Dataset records
>> begin

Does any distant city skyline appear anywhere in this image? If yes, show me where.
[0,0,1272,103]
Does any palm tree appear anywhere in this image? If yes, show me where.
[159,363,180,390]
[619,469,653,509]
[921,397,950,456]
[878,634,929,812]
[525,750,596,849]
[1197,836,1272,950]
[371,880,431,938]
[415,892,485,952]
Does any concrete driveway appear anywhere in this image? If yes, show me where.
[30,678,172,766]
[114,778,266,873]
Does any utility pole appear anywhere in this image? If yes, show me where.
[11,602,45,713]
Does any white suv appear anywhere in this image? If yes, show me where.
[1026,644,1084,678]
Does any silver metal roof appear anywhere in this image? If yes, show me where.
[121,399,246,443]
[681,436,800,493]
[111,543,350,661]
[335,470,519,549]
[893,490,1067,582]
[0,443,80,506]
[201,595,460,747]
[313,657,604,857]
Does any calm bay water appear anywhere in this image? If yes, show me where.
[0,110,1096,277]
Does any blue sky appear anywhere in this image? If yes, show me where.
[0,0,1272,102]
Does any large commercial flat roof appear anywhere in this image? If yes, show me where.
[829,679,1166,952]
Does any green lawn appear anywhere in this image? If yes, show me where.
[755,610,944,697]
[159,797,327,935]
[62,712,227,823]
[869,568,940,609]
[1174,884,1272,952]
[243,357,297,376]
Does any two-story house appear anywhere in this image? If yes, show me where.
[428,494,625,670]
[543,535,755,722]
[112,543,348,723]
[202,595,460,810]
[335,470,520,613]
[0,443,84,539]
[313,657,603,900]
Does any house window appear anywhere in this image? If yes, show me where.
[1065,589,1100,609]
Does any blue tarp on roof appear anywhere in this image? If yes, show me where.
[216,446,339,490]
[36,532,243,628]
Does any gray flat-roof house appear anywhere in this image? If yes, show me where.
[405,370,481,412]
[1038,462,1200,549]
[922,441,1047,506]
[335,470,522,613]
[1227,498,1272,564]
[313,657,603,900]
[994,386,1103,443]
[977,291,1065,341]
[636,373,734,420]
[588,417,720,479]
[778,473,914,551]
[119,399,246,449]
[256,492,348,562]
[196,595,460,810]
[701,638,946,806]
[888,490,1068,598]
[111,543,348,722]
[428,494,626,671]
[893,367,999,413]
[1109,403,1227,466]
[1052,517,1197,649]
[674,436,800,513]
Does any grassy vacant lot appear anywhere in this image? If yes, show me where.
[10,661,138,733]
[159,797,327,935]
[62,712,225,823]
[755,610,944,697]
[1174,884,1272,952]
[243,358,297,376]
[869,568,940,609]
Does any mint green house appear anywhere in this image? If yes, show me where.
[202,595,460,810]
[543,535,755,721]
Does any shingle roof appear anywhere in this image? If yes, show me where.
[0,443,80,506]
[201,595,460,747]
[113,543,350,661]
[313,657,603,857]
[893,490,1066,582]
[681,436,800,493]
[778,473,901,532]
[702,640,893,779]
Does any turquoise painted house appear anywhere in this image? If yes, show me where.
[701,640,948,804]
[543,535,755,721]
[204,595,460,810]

>> end
>> begin

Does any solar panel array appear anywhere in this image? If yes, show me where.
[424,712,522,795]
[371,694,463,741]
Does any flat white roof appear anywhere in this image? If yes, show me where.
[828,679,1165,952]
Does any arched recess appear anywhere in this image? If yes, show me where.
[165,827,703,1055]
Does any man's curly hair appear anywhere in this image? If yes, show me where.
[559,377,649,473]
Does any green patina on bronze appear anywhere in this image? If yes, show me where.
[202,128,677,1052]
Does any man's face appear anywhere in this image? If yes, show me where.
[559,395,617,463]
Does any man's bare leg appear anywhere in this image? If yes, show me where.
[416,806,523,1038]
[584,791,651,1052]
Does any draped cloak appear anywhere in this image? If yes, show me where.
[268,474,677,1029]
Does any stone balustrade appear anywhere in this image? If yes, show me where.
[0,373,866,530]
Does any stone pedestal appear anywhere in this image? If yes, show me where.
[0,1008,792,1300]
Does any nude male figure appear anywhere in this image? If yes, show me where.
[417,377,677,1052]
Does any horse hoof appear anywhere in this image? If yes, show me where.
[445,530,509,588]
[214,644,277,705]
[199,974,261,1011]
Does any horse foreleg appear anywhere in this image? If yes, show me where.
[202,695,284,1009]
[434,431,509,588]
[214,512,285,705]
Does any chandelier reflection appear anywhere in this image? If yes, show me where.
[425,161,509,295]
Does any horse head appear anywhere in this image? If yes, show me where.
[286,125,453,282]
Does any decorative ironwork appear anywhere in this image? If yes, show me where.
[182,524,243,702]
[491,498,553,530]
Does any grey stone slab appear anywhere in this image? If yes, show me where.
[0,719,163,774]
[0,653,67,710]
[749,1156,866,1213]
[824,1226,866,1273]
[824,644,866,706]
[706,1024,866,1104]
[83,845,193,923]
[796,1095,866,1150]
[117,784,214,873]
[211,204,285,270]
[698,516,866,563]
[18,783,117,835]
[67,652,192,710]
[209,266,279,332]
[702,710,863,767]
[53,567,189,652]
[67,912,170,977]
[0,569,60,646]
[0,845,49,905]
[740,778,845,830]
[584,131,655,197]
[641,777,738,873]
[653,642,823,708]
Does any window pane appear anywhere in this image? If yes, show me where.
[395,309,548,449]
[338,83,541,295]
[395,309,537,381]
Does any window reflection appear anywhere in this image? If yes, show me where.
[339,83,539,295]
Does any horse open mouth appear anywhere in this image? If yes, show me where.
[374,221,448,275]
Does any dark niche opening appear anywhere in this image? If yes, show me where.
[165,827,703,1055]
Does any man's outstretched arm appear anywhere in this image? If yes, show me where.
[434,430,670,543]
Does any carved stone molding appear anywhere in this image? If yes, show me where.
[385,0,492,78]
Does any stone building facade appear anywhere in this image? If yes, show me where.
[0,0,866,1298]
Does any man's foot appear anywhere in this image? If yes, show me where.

>> end

**Written task**: Gather every line in the items above that contains the word "house". Copy each matching line in full.

**Written answer**:
Does any two-story house appear anywhere in this image? If yes, show me where.
Does any house window appear anywhere in this image? If yes, show me where.
Does any gray flat-roof house appear anywhere in this image? If yes, show me where.
Does any mint green house appear anywhere in this image? If yes, show me where.
Does any turquoise painted house appear anywhere in this image? If yes, show me where.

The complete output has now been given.